==== MATERIALS PROVIDED ====

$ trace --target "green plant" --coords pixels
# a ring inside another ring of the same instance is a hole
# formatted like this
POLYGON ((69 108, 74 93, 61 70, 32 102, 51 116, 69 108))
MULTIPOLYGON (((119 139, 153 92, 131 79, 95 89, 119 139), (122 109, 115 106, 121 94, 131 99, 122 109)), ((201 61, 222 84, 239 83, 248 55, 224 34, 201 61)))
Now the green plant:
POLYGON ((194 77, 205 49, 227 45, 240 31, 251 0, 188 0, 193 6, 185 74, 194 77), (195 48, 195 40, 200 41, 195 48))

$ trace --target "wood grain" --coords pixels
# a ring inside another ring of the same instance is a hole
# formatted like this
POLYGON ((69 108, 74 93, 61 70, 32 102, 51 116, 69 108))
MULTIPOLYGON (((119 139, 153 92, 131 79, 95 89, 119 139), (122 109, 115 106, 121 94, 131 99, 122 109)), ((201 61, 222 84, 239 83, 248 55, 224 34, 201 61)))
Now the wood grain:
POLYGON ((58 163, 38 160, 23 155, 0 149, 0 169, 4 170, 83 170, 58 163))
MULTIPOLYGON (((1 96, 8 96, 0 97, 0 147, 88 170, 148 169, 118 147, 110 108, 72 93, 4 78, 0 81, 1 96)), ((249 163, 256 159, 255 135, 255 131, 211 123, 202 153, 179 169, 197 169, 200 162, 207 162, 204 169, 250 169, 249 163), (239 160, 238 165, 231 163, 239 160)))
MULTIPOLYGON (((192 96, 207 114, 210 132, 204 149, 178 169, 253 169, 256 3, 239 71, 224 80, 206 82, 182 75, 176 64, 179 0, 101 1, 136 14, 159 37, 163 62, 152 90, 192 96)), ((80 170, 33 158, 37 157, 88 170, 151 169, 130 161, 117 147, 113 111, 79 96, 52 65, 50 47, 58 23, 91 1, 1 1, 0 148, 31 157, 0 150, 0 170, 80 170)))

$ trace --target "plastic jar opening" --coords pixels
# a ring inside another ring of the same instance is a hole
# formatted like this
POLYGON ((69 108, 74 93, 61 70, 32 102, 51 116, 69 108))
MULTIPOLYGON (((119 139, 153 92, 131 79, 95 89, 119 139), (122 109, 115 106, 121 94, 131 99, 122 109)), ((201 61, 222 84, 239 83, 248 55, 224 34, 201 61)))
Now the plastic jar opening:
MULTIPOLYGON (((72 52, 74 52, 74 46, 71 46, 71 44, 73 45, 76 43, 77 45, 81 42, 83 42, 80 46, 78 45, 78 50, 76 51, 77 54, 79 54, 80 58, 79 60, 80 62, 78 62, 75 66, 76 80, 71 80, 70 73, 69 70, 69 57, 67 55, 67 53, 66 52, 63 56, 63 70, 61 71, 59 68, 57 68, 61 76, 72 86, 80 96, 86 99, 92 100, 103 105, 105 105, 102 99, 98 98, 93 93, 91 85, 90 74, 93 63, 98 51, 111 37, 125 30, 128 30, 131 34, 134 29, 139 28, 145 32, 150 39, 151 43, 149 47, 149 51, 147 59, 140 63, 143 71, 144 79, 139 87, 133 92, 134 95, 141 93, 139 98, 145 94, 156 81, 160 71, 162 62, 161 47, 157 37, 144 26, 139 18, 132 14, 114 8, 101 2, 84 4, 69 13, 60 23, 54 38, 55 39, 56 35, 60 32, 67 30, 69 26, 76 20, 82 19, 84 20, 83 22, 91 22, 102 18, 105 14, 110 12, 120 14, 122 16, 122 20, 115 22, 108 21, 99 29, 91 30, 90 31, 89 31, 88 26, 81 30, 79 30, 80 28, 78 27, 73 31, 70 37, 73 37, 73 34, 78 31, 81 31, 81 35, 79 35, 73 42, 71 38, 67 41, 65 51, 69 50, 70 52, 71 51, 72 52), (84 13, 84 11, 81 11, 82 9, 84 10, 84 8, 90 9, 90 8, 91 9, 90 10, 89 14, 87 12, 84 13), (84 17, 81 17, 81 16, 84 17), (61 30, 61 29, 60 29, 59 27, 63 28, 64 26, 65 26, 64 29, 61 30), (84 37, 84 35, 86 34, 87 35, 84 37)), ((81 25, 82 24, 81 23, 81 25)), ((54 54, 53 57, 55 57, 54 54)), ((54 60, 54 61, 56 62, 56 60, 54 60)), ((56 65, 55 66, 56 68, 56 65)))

====

- REQUIRED TASK -
Rewrite every line of the material above, changing each "formatted like this" to "in this format" and keeping all other text as it is.

- TASK OUTPUT -
$ trace --target "green plant" --coords pixels
# a ring inside another ring of the same instance is a hole
# in this format
POLYGON ((69 108, 74 93, 61 70, 32 102, 51 116, 69 108))
MULTIPOLYGON (((119 139, 153 92, 131 79, 95 89, 119 139), (122 109, 115 106, 121 94, 131 99, 122 109)), ((201 61, 222 84, 239 83, 248 55, 224 34, 201 61)))
Now the green plant:
POLYGON ((194 77, 205 49, 227 45, 240 31, 251 0, 188 0, 193 6, 185 74, 194 77), (195 48, 195 40, 200 41, 195 48))

$ trace --target "wood grain" --coords pixels
# a ring inside another ring of the same instance is a hole
# in this format
POLYGON ((69 108, 74 93, 61 70, 32 102, 51 116, 69 108))
MULTIPOLYGON (((119 139, 153 92, 131 79, 95 89, 119 139), (122 109, 115 106, 121 94, 131 99, 122 109)), ((201 61, 222 84, 239 83, 248 55, 224 34, 201 61)))
Now the wood grain:
POLYGON ((58 163, 38 160, 23 155, 0 149, 0 169, 4 170, 83 170, 58 163))
MULTIPOLYGON (((1 96, 8 96, 0 97, 0 147, 88 170, 148 169, 118 147, 110 108, 72 93, 4 78, 0 81, 1 96)), ((249 163, 256 159, 255 135, 255 131, 211 123, 202 153, 179 169, 197 169, 200 162, 207 162, 204 169, 250 169, 249 163), (239 160, 238 165, 231 163, 239 160)))
MULTIPOLYGON (((192 96, 207 114, 210 132, 204 149, 178 169, 253 169, 256 3, 239 71, 224 80, 206 82, 182 75, 176 64, 179 0, 101 1, 136 14, 159 37, 163 62, 152 90, 192 96)), ((80 170, 33 158, 37 157, 88 170, 151 169, 130 161, 117 147, 113 111, 79 96, 52 65, 50 47, 58 23, 91 1, 1 1, 0 148, 31 157, 0 150, 0 170, 80 170)))

$ trace --target "plastic jar opening" --coords pixels
# a ring inside another ring of the same instance is a hole
# in this format
POLYGON ((69 108, 74 93, 61 70, 32 102, 51 116, 69 108))
MULTIPOLYGON (((119 139, 153 92, 131 79, 95 89, 119 139), (122 109, 115 106, 121 94, 131 99, 122 109)), ((201 61, 222 84, 239 83, 248 55, 224 34, 201 61)))
Now the plastic jar opening:
MULTIPOLYGON (((72 52, 74 52, 74 46, 71 46, 71 44, 73 45, 76 43, 77 45, 81 42, 83 42, 80 46, 78 45, 78 50, 76 51, 77 54, 79 54, 80 58, 79 60, 80 62, 78 62, 75 66, 76 80, 71 80, 70 73, 69 70, 69 57, 67 55, 67 53, 66 52, 63 56, 63 70, 61 71, 59 68, 57 68, 61 76, 72 86, 80 96, 86 99, 92 100, 103 105, 105 105, 102 99, 98 98, 93 93, 91 85, 90 74, 93 63, 98 51, 111 37, 125 30, 128 30, 131 34, 134 29, 139 28, 145 32, 150 39, 151 43, 149 47, 149 51, 147 59, 140 63, 143 71, 144 79, 139 87, 133 92, 134 95, 141 93, 139 98, 145 94, 156 81, 160 71, 162 62, 161 47, 157 37, 144 26, 139 18, 132 14, 114 8, 101 2, 84 4, 69 13, 60 23, 54 38, 55 39, 56 35, 60 32, 67 30, 69 26, 76 20, 82 19, 84 20, 83 22, 91 22, 102 18, 105 14, 110 12, 120 14, 122 16, 122 20, 115 22, 108 21, 99 29, 91 30, 90 31, 89 31, 88 26, 81 30, 79 30, 80 28, 78 27, 73 31, 70 37, 73 37, 73 34, 78 31, 81 31, 81 35, 79 35, 73 42, 71 38, 67 41, 65 51, 69 50, 70 52, 71 51, 72 52), (84 13, 84 11, 81 11, 82 9, 84 10, 84 8, 90 9, 90 8, 91 9, 90 10, 89 14, 87 12, 84 13), (84 17, 81 17, 81 16, 84 17), (61 30, 61 29, 60 29, 59 27, 63 28, 64 26, 65 26, 64 29, 61 30), (84 37, 84 35, 86 34, 87 35, 84 37)), ((81 25, 82 24, 81 23, 81 25)), ((54 54, 53 57, 55 57, 54 54)), ((54 60, 54 61, 56 62, 56 60, 54 60)), ((56 65, 55 66, 56 68, 56 65)))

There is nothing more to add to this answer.